_SUPPLIED DATA_:

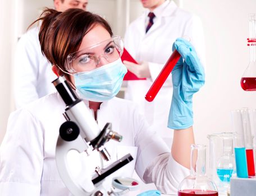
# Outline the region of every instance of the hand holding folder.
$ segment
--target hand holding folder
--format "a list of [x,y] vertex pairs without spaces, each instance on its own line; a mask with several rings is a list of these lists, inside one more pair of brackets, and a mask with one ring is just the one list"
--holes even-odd
[[[126,50],[125,48],[124,48],[124,52],[121,57],[121,59],[122,62],[124,60],[129,61],[130,62],[139,64],[134,59],[131,57],[129,53]],[[128,72],[125,74],[124,80],[146,80],[146,78],[139,78],[135,74],[131,72],[128,70]]]

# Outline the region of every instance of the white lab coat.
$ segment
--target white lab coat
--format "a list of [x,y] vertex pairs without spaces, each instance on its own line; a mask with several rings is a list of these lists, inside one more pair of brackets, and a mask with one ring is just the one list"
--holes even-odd
[[56,78],[51,63],[41,52],[39,27],[29,30],[17,45],[14,69],[14,94],[17,108],[55,91]]
[[147,34],[148,11],[132,22],[126,31],[125,47],[138,62],[149,62],[151,78],[128,81],[125,98],[138,103],[149,123],[162,137],[168,138],[172,136],[167,128],[172,96],[171,76],[153,102],[147,102],[145,95],[172,54],[172,44],[177,38],[189,36],[199,56],[203,57],[204,44],[199,18],[178,8],[172,1],[164,3],[167,6],[162,5],[165,8],[161,11],[161,17],[157,16]]
[[[54,93],[11,114],[0,147],[1,195],[71,195],[59,176],[54,158],[59,128],[65,121],[65,109],[60,96]],[[112,99],[101,104],[97,116],[100,129],[111,122],[113,130],[124,137],[120,143],[111,141],[106,145],[112,161],[128,153],[134,158],[112,176],[131,177],[135,169],[141,179],[144,175],[146,183],[154,182],[163,192],[177,193],[189,170],[174,161],[169,148],[134,104]],[[86,176],[85,167],[92,171],[100,166],[97,153],[71,158],[70,169],[75,179]],[[109,184],[111,179],[108,178],[106,183]]]

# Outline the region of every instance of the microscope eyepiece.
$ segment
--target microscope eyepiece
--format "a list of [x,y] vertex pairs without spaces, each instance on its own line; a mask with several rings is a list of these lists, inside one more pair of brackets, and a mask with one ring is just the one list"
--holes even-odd
[[77,98],[64,76],[59,77],[52,82],[67,106],[77,103],[81,100]]

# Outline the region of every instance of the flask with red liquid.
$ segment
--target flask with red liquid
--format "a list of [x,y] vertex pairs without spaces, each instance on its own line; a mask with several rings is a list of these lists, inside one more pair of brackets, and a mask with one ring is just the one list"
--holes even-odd
[[191,146],[190,175],[179,186],[178,196],[218,196],[214,183],[206,175],[206,146]]
[[245,91],[256,91],[256,14],[249,15],[250,63],[241,79],[241,87]]

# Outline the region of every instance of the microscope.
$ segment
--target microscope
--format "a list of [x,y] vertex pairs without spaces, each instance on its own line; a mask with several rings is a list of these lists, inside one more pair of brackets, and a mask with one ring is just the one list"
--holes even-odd
[[130,153],[105,169],[96,167],[92,178],[94,189],[91,192],[85,190],[83,186],[74,179],[68,169],[67,155],[70,151],[74,150],[79,153],[86,152],[88,156],[89,152],[97,151],[103,160],[109,161],[110,155],[104,144],[110,139],[120,142],[122,136],[112,130],[110,123],[107,123],[102,130],[100,129],[85,104],[77,97],[64,76],[58,77],[52,83],[66,106],[63,114],[66,121],[60,128],[56,150],[57,167],[63,182],[74,196],[111,195],[113,192],[108,192],[103,188],[103,180],[131,161],[133,158]]

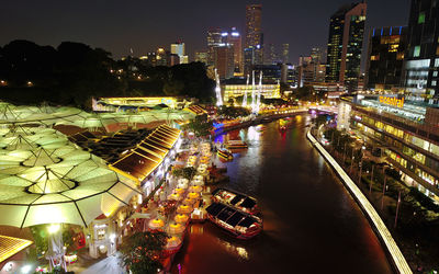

_AIM OF THE TASK_: Rewrite the lines from the one containing "the microscope eyepiece." through the one containing "[[77,98],[64,76],[59,77],[52,82],[67,106],[77,103],[81,100]]", replacing "eyepiece" with "ocular lens" and leaving everything else unchanged. Return only those lines.

_OUTPUT FOR THIS EXERCISE_:
# Outline the region of every instance of the microscope ocular lens.
$ segment
--target microscope ocular lens
--format "a list of [x,y] vertex pairs without spaces, each instance on its own line; a mask with several rings is a list of these lists, inside one more pair of brackets, and a mask with one ring is just the one list"
--holes even-odd
[[77,98],[64,76],[59,77],[52,82],[67,106],[77,103],[81,100]]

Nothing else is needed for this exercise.